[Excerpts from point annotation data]
════════════════════
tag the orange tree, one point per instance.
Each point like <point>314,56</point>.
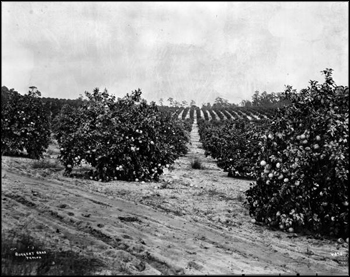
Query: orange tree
<point>303,167</point>
<point>121,139</point>
<point>24,125</point>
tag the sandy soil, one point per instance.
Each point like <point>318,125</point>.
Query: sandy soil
<point>191,222</point>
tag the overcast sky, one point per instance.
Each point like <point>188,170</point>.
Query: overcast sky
<point>184,50</point>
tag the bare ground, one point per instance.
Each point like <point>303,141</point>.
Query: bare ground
<point>191,222</point>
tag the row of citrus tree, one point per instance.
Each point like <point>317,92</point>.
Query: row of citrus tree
<point>126,139</point>
<point>299,159</point>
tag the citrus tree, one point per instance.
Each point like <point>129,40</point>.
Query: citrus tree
<point>303,167</point>
<point>24,125</point>
<point>124,139</point>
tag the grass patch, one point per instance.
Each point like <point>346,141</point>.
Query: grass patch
<point>22,254</point>
<point>196,163</point>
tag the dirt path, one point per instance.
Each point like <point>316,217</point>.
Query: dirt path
<point>191,222</point>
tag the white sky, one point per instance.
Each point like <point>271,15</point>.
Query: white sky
<point>184,50</point>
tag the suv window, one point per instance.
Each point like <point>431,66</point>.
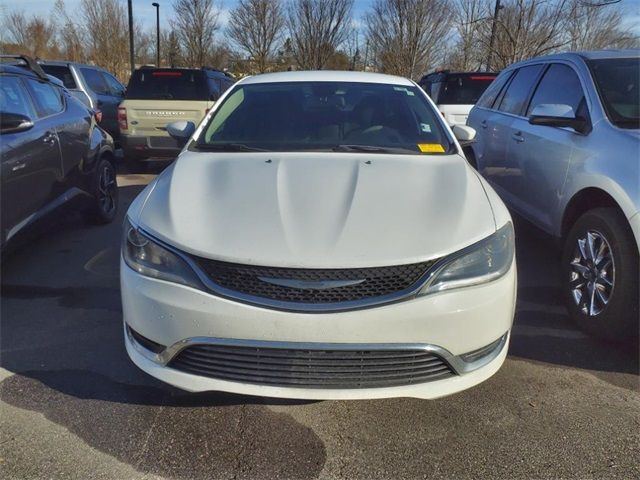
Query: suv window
<point>463,89</point>
<point>518,90</point>
<point>559,85</point>
<point>491,93</point>
<point>618,84</point>
<point>95,80</point>
<point>61,72</point>
<point>168,84</point>
<point>14,98</point>
<point>48,97</point>
<point>214,88</point>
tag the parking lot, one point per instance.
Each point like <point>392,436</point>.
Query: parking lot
<point>74,406</point>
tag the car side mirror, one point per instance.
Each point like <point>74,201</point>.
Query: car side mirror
<point>464,134</point>
<point>181,131</point>
<point>14,123</point>
<point>558,115</point>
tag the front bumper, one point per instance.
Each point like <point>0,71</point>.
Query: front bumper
<point>449,324</point>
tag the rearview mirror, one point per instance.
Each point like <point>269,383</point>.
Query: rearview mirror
<point>181,131</point>
<point>14,122</point>
<point>558,115</point>
<point>465,135</point>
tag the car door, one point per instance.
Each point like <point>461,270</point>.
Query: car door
<point>110,110</point>
<point>31,160</point>
<point>543,153</point>
<point>498,166</point>
<point>106,102</point>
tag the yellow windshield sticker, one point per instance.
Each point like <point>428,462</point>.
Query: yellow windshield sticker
<point>431,148</point>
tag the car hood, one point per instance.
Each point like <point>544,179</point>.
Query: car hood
<point>317,210</point>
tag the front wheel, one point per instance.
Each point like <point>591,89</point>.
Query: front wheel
<point>600,274</point>
<point>105,193</point>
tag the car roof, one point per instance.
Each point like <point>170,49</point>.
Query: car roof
<point>447,72</point>
<point>583,55</point>
<point>327,76</point>
<point>24,71</point>
<point>17,70</point>
<point>63,63</point>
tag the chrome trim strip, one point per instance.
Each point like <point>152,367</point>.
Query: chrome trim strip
<point>458,365</point>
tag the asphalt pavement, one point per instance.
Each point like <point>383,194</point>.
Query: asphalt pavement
<point>72,405</point>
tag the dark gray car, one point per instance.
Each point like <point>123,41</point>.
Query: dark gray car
<point>52,153</point>
<point>94,86</point>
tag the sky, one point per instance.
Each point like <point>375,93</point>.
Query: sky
<point>144,12</point>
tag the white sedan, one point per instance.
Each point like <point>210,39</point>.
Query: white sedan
<point>320,236</point>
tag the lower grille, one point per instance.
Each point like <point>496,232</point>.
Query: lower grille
<point>312,368</point>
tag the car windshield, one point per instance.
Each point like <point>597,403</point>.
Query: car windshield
<point>462,89</point>
<point>618,82</point>
<point>340,116</point>
<point>167,84</point>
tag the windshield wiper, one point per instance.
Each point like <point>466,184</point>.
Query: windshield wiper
<point>371,149</point>
<point>227,147</point>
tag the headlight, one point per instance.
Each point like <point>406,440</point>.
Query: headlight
<point>152,260</point>
<point>482,262</point>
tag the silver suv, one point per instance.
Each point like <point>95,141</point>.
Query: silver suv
<point>559,140</point>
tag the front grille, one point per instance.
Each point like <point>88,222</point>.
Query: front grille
<point>312,368</point>
<point>254,281</point>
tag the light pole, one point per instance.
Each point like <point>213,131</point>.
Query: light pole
<point>133,65</point>
<point>157,5</point>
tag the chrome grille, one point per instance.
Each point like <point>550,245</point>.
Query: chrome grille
<point>312,368</point>
<point>311,289</point>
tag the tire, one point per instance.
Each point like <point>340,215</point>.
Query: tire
<point>104,206</point>
<point>602,296</point>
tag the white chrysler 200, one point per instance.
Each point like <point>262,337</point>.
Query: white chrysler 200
<point>320,236</point>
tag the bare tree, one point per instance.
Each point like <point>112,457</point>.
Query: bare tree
<point>469,18</point>
<point>170,48</point>
<point>196,22</point>
<point>69,34</point>
<point>256,27</point>
<point>317,29</point>
<point>529,28</point>
<point>407,36</point>
<point>593,27</point>
<point>106,33</point>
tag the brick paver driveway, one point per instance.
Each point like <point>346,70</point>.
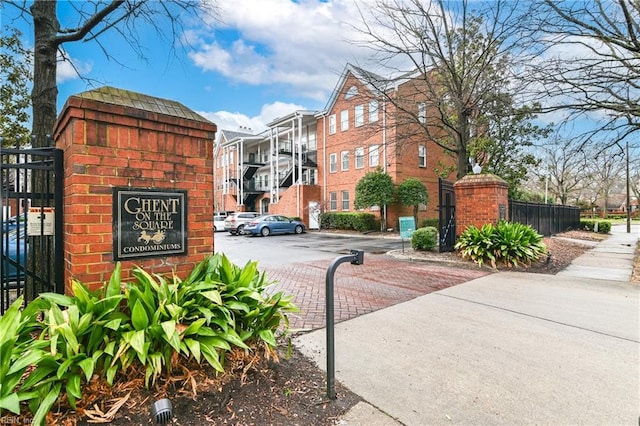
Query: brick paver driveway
<point>380,282</point>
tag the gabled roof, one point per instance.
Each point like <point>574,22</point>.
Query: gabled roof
<point>127,98</point>
<point>372,81</point>
<point>230,134</point>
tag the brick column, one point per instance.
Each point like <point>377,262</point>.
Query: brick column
<point>115,138</point>
<point>480,199</point>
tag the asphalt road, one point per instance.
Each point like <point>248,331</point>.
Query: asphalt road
<point>276,250</point>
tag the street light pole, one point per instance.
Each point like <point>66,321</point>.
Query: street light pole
<point>628,195</point>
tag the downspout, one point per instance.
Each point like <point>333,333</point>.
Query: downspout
<point>216,151</point>
<point>277,177</point>
<point>239,160</point>
<point>272,156</point>
<point>299,165</point>
<point>324,158</point>
<point>384,155</point>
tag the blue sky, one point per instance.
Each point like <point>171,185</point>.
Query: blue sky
<point>264,60</point>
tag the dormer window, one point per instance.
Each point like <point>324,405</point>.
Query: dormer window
<point>351,92</point>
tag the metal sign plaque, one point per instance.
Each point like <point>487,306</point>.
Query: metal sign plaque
<point>149,223</point>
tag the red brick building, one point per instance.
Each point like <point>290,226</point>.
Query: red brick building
<point>311,161</point>
<point>361,131</point>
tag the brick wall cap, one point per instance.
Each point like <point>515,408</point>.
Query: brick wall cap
<point>481,179</point>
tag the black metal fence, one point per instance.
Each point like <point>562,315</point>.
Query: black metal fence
<point>31,243</point>
<point>547,219</point>
<point>447,215</point>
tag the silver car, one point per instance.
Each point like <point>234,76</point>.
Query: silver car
<point>235,222</point>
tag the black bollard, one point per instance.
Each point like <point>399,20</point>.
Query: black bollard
<point>356,258</point>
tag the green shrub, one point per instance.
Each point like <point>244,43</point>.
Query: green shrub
<point>509,242</point>
<point>153,321</point>
<point>604,226</point>
<point>435,222</point>
<point>424,238</point>
<point>354,221</point>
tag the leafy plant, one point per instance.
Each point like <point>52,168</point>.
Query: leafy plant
<point>516,243</point>
<point>152,320</point>
<point>424,238</point>
<point>435,222</point>
<point>600,226</point>
<point>219,305</point>
<point>80,333</point>
<point>509,242</point>
<point>374,189</point>
<point>477,244</point>
<point>412,192</point>
<point>342,220</point>
<point>17,354</point>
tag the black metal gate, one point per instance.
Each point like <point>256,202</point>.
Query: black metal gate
<point>31,236</point>
<point>447,218</point>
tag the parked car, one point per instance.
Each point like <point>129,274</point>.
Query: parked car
<point>273,224</point>
<point>218,222</point>
<point>235,222</point>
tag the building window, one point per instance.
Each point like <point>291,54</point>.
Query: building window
<point>373,156</point>
<point>345,200</point>
<point>373,111</point>
<point>344,120</point>
<point>333,201</point>
<point>422,112</point>
<point>344,160</point>
<point>422,156</point>
<point>332,124</point>
<point>359,116</point>
<point>359,158</point>
<point>351,92</point>
<point>333,163</point>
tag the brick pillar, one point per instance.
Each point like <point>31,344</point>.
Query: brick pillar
<point>115,138</point>
<point>480,199</point>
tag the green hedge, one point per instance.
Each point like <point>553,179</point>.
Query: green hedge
<point>434,221</point>
<point>604,227</point>
<point>511,243</point>
<point>356,221</point>
<point>425,238</point>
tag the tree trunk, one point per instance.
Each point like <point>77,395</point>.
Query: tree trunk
<point>45,91</point>
<point>463,142</point>
<point>44,103</point>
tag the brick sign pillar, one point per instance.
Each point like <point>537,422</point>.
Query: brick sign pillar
<point>115,140</point>
<point>480,199</point>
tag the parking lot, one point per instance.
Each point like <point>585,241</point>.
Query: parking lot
<point>298,264</point>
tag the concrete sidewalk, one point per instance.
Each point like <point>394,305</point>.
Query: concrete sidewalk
<point>611,259</point>
<point>508,348</point>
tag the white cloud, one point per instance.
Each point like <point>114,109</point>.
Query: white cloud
<point>302,45</point>
<point>235,120</point>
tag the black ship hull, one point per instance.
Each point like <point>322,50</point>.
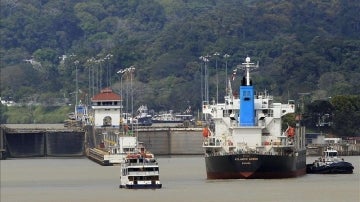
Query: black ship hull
<point>255,166</point>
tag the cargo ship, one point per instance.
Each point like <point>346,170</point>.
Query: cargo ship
<point>245,139</point>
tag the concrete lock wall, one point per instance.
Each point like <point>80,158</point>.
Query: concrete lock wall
<point>172,141</point>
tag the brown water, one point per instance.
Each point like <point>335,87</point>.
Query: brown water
<point>183,179</point>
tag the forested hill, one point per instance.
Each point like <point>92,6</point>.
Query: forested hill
<point>303,46</point>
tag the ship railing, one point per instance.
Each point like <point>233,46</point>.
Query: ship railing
<point>144,164</point>
<point>212,142</point>
<point>143,173</point>
<point>247,152</point>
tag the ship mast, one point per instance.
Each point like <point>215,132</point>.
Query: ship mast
<point>246,95</point>
<point>247,66</point>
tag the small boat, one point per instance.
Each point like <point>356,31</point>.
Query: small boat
<point>330,163</point>
<point>114,154</point>
<point>140,171</point>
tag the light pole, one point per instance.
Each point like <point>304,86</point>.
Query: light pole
<point>76,87</point>
<point>107,58</point>
<point>216,54</point>
<point>226,56</point>
<point>121,71</point>
<point>205,59</point>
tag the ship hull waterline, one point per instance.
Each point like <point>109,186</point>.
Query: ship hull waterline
<point>255,166</point>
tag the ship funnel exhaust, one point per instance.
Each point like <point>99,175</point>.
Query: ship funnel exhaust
<point>247,108</point>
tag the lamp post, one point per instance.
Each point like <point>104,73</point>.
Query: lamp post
<point>76,87</point>
<point>121,71</point>
<point>205,59</point>
<point>216,54</point>
<point>226,56</point>
<point>107,58</point>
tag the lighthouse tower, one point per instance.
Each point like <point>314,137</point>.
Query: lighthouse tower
<point>106,107</point>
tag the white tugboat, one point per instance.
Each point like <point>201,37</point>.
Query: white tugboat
<point>140,171</point>
<point>330,163</point>
<point>246,138</point>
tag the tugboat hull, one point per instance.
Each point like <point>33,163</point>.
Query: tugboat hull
<point>255,166</point>
<point>141,186</point>
<point>334,168</point>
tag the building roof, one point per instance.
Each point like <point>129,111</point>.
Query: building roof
<point>106,95</point>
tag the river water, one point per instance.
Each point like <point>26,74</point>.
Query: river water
<point>183,179</point>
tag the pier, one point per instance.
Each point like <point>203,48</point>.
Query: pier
<point>55,140</point>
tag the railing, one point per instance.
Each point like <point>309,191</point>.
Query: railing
<point>142,173</point>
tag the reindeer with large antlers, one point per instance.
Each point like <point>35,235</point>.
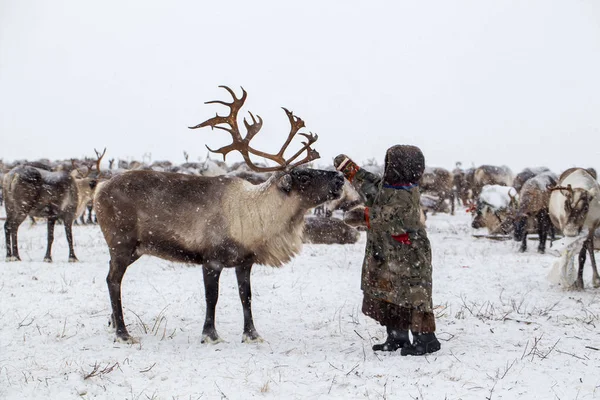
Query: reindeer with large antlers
<point>219,222</point>
<point>38,192</point>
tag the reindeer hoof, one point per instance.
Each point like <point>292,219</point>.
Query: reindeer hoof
<point>126,339</point>
<point>252,338</point>
<point>211,339</point>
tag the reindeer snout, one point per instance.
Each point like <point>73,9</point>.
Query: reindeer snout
<point>338,184</point>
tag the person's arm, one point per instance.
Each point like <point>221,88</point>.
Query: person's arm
<point>365,182</point>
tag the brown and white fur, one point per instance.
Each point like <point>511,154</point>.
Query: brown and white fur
<point>495,209</point>
<point>574,206</point>
<point>219,222</point>
<point>534,198</point>
<point>38,192</point>
<point>491,175</point>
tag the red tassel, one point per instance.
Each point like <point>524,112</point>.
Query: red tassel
<point>404,239</point>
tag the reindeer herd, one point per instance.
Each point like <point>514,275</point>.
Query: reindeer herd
<point>222,216</point>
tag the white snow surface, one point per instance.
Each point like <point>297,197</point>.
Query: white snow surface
<point>497,196</point>
<point>506,331</point>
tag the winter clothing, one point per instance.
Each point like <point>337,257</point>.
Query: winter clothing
<point>397,272</point>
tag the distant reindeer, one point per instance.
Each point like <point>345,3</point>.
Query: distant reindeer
<point>575,205</point>
<point>525,175</point>
<point>491,175</point>
<point>534,200</point>
<point>219,222</point>
<point>36,191</point>
<point>495,209</point>
<point>86,181</point>
<point>438,182</point>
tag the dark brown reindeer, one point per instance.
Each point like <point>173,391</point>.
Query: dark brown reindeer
<point>490,175</point>
<point>35,190</point>
<point>219,222</point>
<point>438,182</point>
<point>534,199</point>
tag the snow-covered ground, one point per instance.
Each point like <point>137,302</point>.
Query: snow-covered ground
<point>506,332</point>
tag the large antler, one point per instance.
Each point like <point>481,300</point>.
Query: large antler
<point>242,144</point>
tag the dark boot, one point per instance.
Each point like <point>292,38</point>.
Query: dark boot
<point>423,343</point>
<point>397,339</point>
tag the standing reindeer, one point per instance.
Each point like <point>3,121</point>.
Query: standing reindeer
<point>438,182</point>
<point>490,175</point>
<point>36,191</point>
<point>574,205</point>
<point>219,222</point>
<point>534,199</point>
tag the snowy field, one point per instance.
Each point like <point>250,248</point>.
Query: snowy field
<point>506,332</point>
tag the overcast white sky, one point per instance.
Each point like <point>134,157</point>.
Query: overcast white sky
<point>482,82</point>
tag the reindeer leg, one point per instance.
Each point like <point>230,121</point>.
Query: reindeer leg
<point>542,230</point>
<point>89,220</point>
<point>69,234</point>
<point>582,257</point>
<point>211,274</point>
<point>243,277</point>
<point>118,266</point>
<point>595,277</point>
<point>51,223</point>
<point>8,235</point>
<point>11,228</point>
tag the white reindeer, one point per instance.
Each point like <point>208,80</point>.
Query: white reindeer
<point>574,206</point>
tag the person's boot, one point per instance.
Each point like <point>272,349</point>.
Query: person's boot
<point>396,339</point>
<point>423,343</point>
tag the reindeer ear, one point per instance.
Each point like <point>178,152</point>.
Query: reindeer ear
<point>285,182</point>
════════════════════
## Stated goal
Rewrite the records line for line, starting at "tag the chrome trim" and ending at "<point>311,289</point>". Scale each answer coordinate by 0.85 and round it to a whole number, with halves rounding up; keep all other text unchanged.

## Exercise result
tag the chrome trim strip, one point per instance.
Each point like <point>152,367</point>.
Query: chrome trim strip
<point>389,310</point>
tag the asphalt pavement, one point per instance.
Each point like <point>383,194</point>.
Query: asphalt pavement
<point>61,344</point>
tag the dark gray car, one point per instance.
Each point like <point>123,41</point>.
Query: dark gray car
<point>44,130</point>
<point>80,73</point>
tag the sky, one point per instance.
Each point like <point>375,93</point>.
Query: sky
<point>122,10</point>
tag the white sedan, one point per instance.
Each point like <point>210,39</point>.
Query: white sedan
<point>272,201</point>
tag the lower grille, one point per instance.
Each point like <point>496,232</point>.
Query: lower grille
<point>265,313</point>
tag the car windshield, one point per instance.
Each point like <point>597,403</point>.
Query: car windshield
<point>393,76</point>
<point>525,70</point>
<point>289,99</point>
<point>142,71</point>
tag the windshield wiper, one point per instance.
Each point like <point>466,184</point>.
Query: windshield wiper
<point>315,127</point>
<point>193,125</point>
tag the headlight, one point per instance.
Each point like <point>406,440</point>.
Query: headlight
<point>129,221</point>
<point>410,223</point>
tag the silver suv, one point per instance.
Each point like <point>95,141</point>.
Query: silver suv
<point>475,119</point>
tag the front grille, one point per instance.
Each point like <point>88,222</point>.
Query: front grille
<point>265,313</point>
<point>216,239</point>
tag the light pole, one point per instance.
Each point like <point>213,131</point>.
Query: light pole
<point>113,55</point>
<point>133,4</point>
tag the chrome grille, one point per instance.
Each point like <point>550,245</point>.
Query: chrome grille
<point>265,313</point>
<point>264,246</point>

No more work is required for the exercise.